What is required: Copy the rows below word for word.

═════ Dataset rows

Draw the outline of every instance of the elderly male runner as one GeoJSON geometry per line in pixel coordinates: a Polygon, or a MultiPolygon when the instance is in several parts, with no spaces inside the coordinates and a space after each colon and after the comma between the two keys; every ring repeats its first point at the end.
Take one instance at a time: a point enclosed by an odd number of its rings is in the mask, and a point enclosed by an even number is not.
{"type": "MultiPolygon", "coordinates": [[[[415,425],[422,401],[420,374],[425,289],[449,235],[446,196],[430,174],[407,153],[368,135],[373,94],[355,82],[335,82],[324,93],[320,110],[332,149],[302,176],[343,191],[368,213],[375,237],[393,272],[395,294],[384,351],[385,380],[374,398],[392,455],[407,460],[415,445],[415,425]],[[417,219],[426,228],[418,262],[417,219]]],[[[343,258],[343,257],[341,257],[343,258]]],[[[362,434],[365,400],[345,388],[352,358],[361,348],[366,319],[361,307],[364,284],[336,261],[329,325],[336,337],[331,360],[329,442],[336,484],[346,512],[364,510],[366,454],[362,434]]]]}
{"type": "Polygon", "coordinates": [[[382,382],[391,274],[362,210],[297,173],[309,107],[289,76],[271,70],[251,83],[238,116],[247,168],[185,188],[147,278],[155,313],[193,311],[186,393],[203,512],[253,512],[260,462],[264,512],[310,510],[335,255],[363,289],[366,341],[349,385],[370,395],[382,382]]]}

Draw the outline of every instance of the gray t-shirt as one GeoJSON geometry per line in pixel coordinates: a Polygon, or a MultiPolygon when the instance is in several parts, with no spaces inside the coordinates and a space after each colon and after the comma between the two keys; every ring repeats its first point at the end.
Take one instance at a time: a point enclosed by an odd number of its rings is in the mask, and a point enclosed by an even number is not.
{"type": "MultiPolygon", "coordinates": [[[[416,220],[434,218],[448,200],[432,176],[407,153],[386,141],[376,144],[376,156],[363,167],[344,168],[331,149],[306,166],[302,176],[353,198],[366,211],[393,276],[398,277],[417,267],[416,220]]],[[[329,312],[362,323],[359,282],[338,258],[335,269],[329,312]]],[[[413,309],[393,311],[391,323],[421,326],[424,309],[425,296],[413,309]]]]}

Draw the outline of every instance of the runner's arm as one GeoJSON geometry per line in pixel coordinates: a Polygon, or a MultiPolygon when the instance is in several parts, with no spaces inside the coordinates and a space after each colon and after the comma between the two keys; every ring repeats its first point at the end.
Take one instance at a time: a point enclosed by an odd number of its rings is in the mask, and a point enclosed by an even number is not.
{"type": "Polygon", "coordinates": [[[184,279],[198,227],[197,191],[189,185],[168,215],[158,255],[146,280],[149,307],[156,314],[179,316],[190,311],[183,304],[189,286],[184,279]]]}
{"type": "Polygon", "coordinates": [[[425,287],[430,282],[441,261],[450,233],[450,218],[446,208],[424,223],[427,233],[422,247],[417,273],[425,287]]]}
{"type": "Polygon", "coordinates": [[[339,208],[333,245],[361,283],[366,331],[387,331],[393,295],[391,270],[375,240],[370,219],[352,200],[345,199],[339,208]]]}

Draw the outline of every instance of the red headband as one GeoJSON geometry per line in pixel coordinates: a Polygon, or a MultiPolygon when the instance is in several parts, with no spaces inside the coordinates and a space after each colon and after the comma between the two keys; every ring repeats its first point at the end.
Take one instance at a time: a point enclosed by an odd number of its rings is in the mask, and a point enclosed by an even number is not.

══════════

Written response:
Draw the outline of every instance of the elderly male runner as one GeoJSON geometry per line in pixel coordinates: a Polygon, or a MultiPolygon when the instance is in several parts, with no spaces inside the coordinates and a space after each colon and after the comma between the two keys; every ring repeats its first point at the end.
Take one instance at a time: a point enclosed by an odd number of its rings is in the mask, and a point enclosed by an even number is not.
{"type": "MultiPolygon", "coordinates": [[[[415,425],[422,401],[420,374],[425,289],[449,235],[446,196],[430,174],[407,153],[368,135],[373,94],[355,82],[335,82],[324,93],[320,110],[332,149],[302,176],[343,191],[368,213],[375,237],[393,272],[395,294],[384,351],[385,380],[374,398],[392,455],[407,460],[415,445],[415,425]],[[417,219],[426,228],[418,262],[417,219]]],[[[343,258],[343,257],[341,257],[343,258]]],[[[362,434],[365,400],[345,388],[352,358],[361,348],[366,319],[361,307],[364,284],[336,261],[329,325],[336,337],[331,360],[329,442],[336,484],[346,512],[364,510],[366,454],[362,434]]]]}
{"type": "Polygon", "coordinates": [[[382,382],[391,274],[362,210],[297,173],[309,107],[289,76],[271,70],[251,83],[238,116],[247,168],[185,188],[147,278],[155,313],[193,311],[186,393],[203,512],[253,512],[260,462],[264,512],[310,510],[335,255],[363,289],[366,341],[349,385],[370,395],[382,382]]]}

Draw the outline of every instance of the gray t-shirt as one GeoJSON geometry per line in pixel coordinates: a Polygon, or a MultiPolygon when the instance is in several parts, with no spaces inside the coordinates and a space after each colon and after the comma between the two keys; every ring repeats its first point at the end.
Take one instance at a time: a point enclosed by an odd number of its rings is in the mask, and a point enclosed by an even number is not.
{"type": "MultiPolygon", "coordinates": [[[[416,220],[434,218],[448,200],[432,176],[407,153],[386,141],[376,144],[376,156],[363,167],[344,168],[331,149],[306,166],[302,176],[353,198],[366,211],[393,276],[398,277],[417,267],[416,220]]],[[[329,312],[362,323],[359,282],[338,258],[335,269],[329,312]]],[[[413,309],[393,311],[391,323],[421,326],[424,309],[425,296],[413,309]]]]}

Draw the outline of every instance of the runner's arm as one GeoJSON geometry per line in pixel coordinates: a Polygon, or a MultiPolygon when the instance is in several parts, with no spaces inside the coordinates and a space after each colon and after the comma between the two keys; every ring repeats its first point at the end.
Take one instance at a time: a point enclosed by an odd number of its rings is in the mask, and a point enclosed by an even number is not.
{"type": "Polygon", "coordinates": [[[184,279],[198,227],[197,191],[189,185],[168,215],[158,255],[146,280],[149,307],[156,314],[179,316],[190,311],[183,304],[189,286],[184,279]]]}
{"type": "Polygon", "coordinates": [[[425,287],[430,282],[441,261],[450,233],[450,218],[446,208],[424,223],[427,233],[422,247],[417,273],[425,287]]]}
{"type": "Polygon", "coordinates": [[[339,208],[333,245],[361,283],[366,331],[387,331],[393,295],[391,270],[375,240],[370,219],[352,200],[345,199],[339,208]]]}

Draw the outline of every instance of the red headband as one GeoJSON geometry per line in pixel coordinates: a Polygon, or a MultiPolygon when the instance is in several parts, with no spaces inside the coordinates and a space after each colon and after the comma between the two keys; every ring repeats its first point at the end.
Take one instance at a time: a point enclosed by an odd number of its rings is in the mask, and a point enclosed by an even number is not.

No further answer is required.